Copy out all the records exactly.

[LISTING start]

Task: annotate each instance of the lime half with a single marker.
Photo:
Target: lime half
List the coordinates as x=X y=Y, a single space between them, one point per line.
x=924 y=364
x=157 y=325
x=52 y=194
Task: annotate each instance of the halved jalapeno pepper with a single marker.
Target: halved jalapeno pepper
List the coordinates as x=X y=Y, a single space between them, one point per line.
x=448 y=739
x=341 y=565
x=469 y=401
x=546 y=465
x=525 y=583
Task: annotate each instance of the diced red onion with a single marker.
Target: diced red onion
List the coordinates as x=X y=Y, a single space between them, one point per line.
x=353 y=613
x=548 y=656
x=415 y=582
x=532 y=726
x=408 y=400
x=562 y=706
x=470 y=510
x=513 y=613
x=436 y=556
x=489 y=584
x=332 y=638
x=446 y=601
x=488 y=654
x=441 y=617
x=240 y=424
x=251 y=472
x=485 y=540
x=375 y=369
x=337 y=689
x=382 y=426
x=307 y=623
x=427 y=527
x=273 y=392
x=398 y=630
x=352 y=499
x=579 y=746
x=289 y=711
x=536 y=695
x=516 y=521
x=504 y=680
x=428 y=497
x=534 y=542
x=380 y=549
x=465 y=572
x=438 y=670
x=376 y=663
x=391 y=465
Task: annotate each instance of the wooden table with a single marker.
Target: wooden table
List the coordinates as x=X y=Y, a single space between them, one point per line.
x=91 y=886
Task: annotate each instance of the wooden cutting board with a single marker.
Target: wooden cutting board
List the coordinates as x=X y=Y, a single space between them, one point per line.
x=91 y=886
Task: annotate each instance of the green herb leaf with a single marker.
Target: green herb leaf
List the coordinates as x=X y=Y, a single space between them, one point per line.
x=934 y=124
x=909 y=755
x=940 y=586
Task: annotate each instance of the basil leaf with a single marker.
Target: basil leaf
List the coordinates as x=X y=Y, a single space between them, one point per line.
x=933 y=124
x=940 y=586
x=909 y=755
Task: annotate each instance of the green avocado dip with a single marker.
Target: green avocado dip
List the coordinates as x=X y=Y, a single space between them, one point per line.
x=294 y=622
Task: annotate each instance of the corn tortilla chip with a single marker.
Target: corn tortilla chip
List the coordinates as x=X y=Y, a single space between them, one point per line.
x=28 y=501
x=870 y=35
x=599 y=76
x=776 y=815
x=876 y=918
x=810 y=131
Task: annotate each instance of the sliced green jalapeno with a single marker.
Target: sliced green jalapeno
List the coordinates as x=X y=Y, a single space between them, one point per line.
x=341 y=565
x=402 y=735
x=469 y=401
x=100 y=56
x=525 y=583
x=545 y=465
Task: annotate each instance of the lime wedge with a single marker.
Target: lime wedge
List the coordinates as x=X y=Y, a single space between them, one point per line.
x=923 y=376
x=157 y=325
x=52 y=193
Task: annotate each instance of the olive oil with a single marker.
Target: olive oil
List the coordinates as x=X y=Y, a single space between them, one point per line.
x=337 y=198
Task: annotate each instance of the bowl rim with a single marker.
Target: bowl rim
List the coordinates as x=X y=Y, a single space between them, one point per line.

[LISTING end]

TASK RESULT:
Task: annotate each instance of the lime half with a single marker.
Photo:
Target: lime half
List the coordinates as x=X y=Y, a single space between them, one point per line.
x=924 y=364
x=157 y=325
x=52 y=194
Task: annotate each instance of the halved jalapeno pepper with a single marker.
Target: halved jalapeno pepper
List the coordinates as x=X y=Y, a single space between them, one point per line.
x=448 y=739
x=341 y=565
x=469 y=401
x=546 y=465
x=525 y=583
Task: annotate each instance of the diced red onion with a single marker.
Target: diced red onion
List the coordinates as x=X y=Y, a single space between them, one point per line.
x=353 y=613
x=548 y=656
x=415 y=582
x=532 y=726
x=408 y=400
x=562 y=706
x=470 y=510
x=513 y=613
x=436 y=556
x=489 y=584
x=332 y=638
x=446 y=601
x=488 y=654
x=441 y=617
x=240 y=424
x=251 y=472
x=485 y=540
x=375 y=369
x=337 y=689
x=382 y=426
x=307 y=623
x=427 y=527
x=273 y=392
x=398 y=630
x=352 y=499
x=579 y=746
x=289 y=711
x=536 y=695
x=516 y=521
x=504 y=680
x=428 y=497
x=534 y=542
x=380 y=549
x=465 y=572
x=438 y=670
x=376 y=663
x=391 y=465
Task: annotate each instance of the wooden table with a single marker.
Target: wooden table
List the coordinates as x=X y=Y, a single space between them, one point per line.
x=91 y=886
Task: annotate each instance of the wooden cutting board with a single marker.
Target: wooden cutting board
List the coordinates as x=X y=Y, a single space between them, one point per line.
x=91 y=886
Task: annotate each instance of the green herb leaf with a single marker.
Target: green herb leaf
List the coordinates as x=X y=Y, a single space between them, one point per line.
x=934 y=124
x=909 y=755
x=940 y=586
Task: annotate each instance of the basil leaf with a single marker.
Target: basil leaf
List the coordinates as x=X y=Y, a single space between them, one point per line.
x=933 y=124
x=940 y=586
x=909 y=755
Task: annotate each instance of the green avocado dip with a single marker.
Target: green avocado dip
List the coordinates as x=X y=Y, a single space between them, one point per line.
x=294 y=622
Task: annotate each instance of the corn tortilla chip with a single marker.
Target: corn tortilla chip
List the coordinates as x=X y=Y, a single space between them, one point per line.
x=28 y=501
x=870 y=35
x=599 y=76
x=776 y=815
x=876 y=918
x=810 y=131
Task: annotate each instance of the sliced green jalapeno with a single marker.
Target: sliced green jalapeno
List the coordinates as x=X y=Y, a single space between them, one point per line.
x=341 y=565
x=402 y=735
x=469 y=401
x=100 y=56
x=525 y=583
x=545 y=465
Task: annotate each instance of the lime wedge with a single marker.
Target: lime wedge
List the coordinates as x=X y=Y, a single space between them, one point per line.
x=923 y=376
x=157 y=325
x=52 y=193
Task: annotate each instance of the olive oil with a single marker.
Target: olive oil
List the coordinates as x=X y=Y, a single space between them, one point per line.
x=337 y=198
Task: annotate each instance of the bowl rim with a single marker.
Target: bowl rim
List the coordinates as x=X y=Y, a single space between them, one point per line.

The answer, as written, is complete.